##### SELECTED TEXT
In the above configuration, the resolutions to be downscaled are 360p, 480p, 720p, 1080p, 1440p, and 2160p.
When predicting the resolution of the video contents, the maximum predictable resolution is min (U, the resolution of the original video contents).
The operation (d) includes: operation (d1) of determining whether the current quality score difference (DP), which is the difference between the quality scores of the two adjacent resolution video clips currently being processed, is below the threshold (E); operation (d2) of, if the current quality score difference (DP) is below the threshold (E), determining whether the previous quality score difference (DB), which is the difference in quality scores between the previously processed adjacent resolution video clips, is below the threshold (E); and operation (d3) of, if both the current quality score difference (DP) and the previous quality score difference (DB) are below the threshold (E), predicting the lower resolution used in calculating the previous quality score difference (DB) as the resolution of the video clip.
The operation (d) includes operation (d4) of, if at least one of the current quality score difference (DP) or the previous quality score difference (DB) is above the threshold (E), calculating the quality score difference up to the final resolution, and predicting the resolution at which the maximum quality score difference (Dmax) among the current quality score difference (DP) and the previous quality score difference (DB), based on the final resolution, occurs as the resolution of the video clip.
##########
##### DATA SHOWN
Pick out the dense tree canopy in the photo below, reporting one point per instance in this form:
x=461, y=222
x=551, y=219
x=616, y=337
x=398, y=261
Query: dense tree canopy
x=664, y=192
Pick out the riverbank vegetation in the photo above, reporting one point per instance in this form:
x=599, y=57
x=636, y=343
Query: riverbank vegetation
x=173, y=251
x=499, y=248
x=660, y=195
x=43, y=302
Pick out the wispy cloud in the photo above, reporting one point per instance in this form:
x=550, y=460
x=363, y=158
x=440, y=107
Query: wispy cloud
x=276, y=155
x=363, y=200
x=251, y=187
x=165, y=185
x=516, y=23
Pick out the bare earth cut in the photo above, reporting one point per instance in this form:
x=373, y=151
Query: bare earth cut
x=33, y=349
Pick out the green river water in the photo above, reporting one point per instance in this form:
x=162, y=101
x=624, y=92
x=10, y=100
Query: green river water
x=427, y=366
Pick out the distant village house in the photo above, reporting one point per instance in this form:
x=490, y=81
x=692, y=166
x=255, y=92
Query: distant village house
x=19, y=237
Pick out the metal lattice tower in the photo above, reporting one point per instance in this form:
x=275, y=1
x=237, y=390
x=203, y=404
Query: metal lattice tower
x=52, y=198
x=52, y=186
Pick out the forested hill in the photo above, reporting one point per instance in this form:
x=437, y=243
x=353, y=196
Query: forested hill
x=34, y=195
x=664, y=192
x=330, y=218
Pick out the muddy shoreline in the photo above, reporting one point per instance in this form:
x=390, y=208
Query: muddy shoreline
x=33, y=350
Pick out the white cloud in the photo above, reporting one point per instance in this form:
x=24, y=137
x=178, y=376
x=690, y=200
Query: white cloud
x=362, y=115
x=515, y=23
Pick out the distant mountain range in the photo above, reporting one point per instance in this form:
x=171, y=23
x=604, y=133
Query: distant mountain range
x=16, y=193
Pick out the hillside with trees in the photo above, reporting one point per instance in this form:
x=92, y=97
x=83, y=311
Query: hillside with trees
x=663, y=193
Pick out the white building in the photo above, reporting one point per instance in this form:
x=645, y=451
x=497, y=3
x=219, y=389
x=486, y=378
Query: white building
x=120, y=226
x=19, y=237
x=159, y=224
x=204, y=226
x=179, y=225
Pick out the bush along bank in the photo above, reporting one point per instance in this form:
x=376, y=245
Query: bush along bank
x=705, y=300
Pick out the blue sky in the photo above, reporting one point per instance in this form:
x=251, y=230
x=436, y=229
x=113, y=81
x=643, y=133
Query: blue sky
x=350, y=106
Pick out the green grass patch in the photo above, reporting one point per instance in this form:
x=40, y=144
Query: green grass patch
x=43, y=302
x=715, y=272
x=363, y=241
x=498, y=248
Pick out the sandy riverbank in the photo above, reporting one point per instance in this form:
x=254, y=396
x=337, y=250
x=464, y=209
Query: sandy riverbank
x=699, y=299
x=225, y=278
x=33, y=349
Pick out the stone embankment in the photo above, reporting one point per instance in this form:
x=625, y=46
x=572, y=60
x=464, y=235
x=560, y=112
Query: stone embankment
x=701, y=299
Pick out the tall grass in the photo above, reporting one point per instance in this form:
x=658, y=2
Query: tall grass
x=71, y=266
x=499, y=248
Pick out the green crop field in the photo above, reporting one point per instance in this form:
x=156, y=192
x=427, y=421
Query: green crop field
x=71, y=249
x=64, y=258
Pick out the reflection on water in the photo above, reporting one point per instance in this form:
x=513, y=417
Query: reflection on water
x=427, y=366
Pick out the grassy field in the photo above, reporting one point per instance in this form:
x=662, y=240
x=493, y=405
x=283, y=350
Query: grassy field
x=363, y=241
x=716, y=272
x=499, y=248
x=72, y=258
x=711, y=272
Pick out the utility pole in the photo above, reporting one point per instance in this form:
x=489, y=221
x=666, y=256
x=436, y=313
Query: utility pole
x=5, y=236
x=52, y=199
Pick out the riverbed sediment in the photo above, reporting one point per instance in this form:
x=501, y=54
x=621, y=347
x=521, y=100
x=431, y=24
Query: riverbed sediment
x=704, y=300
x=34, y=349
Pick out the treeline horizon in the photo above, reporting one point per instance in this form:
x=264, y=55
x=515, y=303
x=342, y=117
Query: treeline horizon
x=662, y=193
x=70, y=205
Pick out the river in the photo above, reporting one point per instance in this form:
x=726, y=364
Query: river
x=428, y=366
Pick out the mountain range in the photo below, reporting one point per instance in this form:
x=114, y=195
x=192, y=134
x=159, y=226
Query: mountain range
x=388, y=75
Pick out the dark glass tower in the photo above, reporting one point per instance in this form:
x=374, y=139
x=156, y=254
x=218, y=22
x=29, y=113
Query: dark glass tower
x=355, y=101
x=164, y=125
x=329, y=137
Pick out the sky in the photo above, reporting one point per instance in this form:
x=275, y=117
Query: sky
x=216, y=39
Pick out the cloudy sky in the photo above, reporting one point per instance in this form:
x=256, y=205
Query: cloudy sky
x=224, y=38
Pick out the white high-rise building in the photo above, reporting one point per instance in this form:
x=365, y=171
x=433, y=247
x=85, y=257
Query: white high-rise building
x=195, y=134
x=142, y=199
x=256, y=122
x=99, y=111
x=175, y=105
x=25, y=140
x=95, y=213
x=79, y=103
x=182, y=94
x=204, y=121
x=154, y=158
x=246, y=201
##########
WHAT IS ASKED:
Reproduce verbatim the part of the passage on predicting video resolution that begins at "The operation (d) includes: operation" and stops after "(DB) as the resolution of the video clip.".

EXERCISE ANSWER:
The operation (d) includes: operation (d1) of determining whether the current quality score difference (DP), which is the difference between the quality scores of the two adjacent resolution video clips currently being processed, is below the threshold (E); operation (d2) of, if the current quality score difference (DP) is below the threshold (E), determining whether the previous quality score difference (DB), which is the difference in quality scores between the previously processed adjacent resolution video clips, is below the threshold (E); and operation (d3) of, if both the current quality score difference (DP) and the previous quality score difference (DB) are below the threshold (E), predicting the lower resolution used in calculating the previous quality score difference (DB) as the resolution of the video clip.